[How to complete this task] An exact restatement of the records below is expected.

[Records for processing]

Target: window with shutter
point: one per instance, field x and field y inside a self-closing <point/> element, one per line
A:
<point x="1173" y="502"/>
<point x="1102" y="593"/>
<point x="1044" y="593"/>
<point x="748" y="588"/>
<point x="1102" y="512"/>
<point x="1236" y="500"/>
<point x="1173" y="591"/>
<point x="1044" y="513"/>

[Answer box]
Target: window with shutter
point: one per instance, field x and field y inside a self-closing <point/> element, one per line
A:
<point x="1173" y="502"/>
<point x="1102" y="593"/>
<point x="1044" y="593"/>
<point x="748" y="588"/>
<point x="1102" y="512"/>
<point x="1236" y="500"/>
<point x="1173" y="591"/>
<point x="1044" y="513"/>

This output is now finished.